* _WORK REQUIRED_:
What follows is a listing. Return every line of it exactly.

··· DATA ENTRIES ···

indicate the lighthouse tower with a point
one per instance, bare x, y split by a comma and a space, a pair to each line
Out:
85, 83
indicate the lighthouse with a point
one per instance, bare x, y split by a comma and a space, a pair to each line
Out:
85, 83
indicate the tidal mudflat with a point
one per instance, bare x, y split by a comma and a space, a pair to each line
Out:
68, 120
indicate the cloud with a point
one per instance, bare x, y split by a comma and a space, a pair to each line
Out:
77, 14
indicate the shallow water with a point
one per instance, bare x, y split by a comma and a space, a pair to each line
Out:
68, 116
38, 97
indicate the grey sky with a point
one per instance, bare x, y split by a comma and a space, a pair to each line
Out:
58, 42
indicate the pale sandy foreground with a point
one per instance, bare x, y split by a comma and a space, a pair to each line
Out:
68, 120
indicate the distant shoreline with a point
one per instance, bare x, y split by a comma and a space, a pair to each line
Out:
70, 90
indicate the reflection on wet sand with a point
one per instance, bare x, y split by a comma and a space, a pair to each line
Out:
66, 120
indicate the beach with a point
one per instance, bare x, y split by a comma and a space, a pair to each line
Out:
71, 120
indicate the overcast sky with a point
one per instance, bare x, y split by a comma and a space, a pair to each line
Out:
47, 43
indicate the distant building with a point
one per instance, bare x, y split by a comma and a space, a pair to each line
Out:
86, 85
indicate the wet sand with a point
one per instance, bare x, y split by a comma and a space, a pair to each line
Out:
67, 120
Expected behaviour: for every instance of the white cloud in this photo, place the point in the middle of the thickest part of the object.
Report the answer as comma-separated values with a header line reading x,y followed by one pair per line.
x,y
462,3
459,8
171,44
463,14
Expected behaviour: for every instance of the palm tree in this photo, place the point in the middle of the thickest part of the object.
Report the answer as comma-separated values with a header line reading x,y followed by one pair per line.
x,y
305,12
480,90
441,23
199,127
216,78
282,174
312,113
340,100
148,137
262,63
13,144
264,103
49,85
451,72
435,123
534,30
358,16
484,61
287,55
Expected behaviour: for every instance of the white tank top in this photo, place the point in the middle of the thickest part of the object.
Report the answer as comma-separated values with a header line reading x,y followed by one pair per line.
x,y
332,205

···

* _SOLUTION FOR THIS EXERCISE_:
indicate the lighthouse tower with a point
one per instance, bare x, y split by a comma and a space, a pair to each line
Out:
85, 83
indicate the lighthouse with a point
one per instance, bare x, y split by a comma and a space, a pair to each line
Out:
85, 83
indicate the tidal mudflat with a point
one per instance, bare x, y split by a comma and a space, a pair to each line
Out:
68, 120
indicate the cloud with a point
one per instance, bare x, y split by a comma and a space, a pair to each line
Out:
77, 14
indicate the shallow water with a point
one per instance, bare x, y split by a comma and a space, a pair to each line
Out:
68, 116
38, 97
indicate the grey sky with a point
one per instance, bare x, y split by a comma and a space, a pair to each line
Out:
58, 42
indicate the pale sandy foreground with a point
one per instance, bare x, y split by a comma and a space, a pair to each line
Out:
68, 120
indicate the distant shoreline with a point
one per instance, bare x, y split by a comma and a space, a pair to each line
Out:
70, 90
indicate the reflection on wet sand with a point
one per instance, bare x, y split by a comma and a space, a pair to each line
Out:
66, 120
indicate the beach with a point
one per instance, bare x, y split by a comma and a space, a pair to each line
Out:
71, 120
indicate the overcast sky with a point
one per instance, bare x, y split by a comma and a space, a pair to each line
Out:
47, 43
indicate the distant building with a point
one per instance, bare x, y split by a comma and a space, a pair to each line
Out:
86, 85
indicate the wet sand with a point
one per instance, bare x, y split by a comma and a space, a pair to each line
Out:
67, 120
Expected behaviour: for every instance of the white cloud in this photo, place the point in the middle of the thickest part of the object.
Report the answer as comma-separated values with a header line reading x,y followed by one pair per line.
x,y
462,3
459,8
171,44
463,14
Expected behaviour: for every instance of the palm tree in this photo, place the point in the middle of the thickest part of the object.
Report the answer as comma-separated values with a header line reading x,y followed by one pair per line.
x,y
305,12
480,90
441,23
199,127
216,78
282,174
312,113
340,100
148,137
262,63
13,144
264,103
49,85
451,72
435,123
534,30
358,16
484,61
287,55
Expected behaviour: for every instance of the white tank top in this photo, place the point in the middle of the thickest part of the object.
Report the answer as comma-separated values with a header line reading x,y followed by one pair per line.
x,y
332,205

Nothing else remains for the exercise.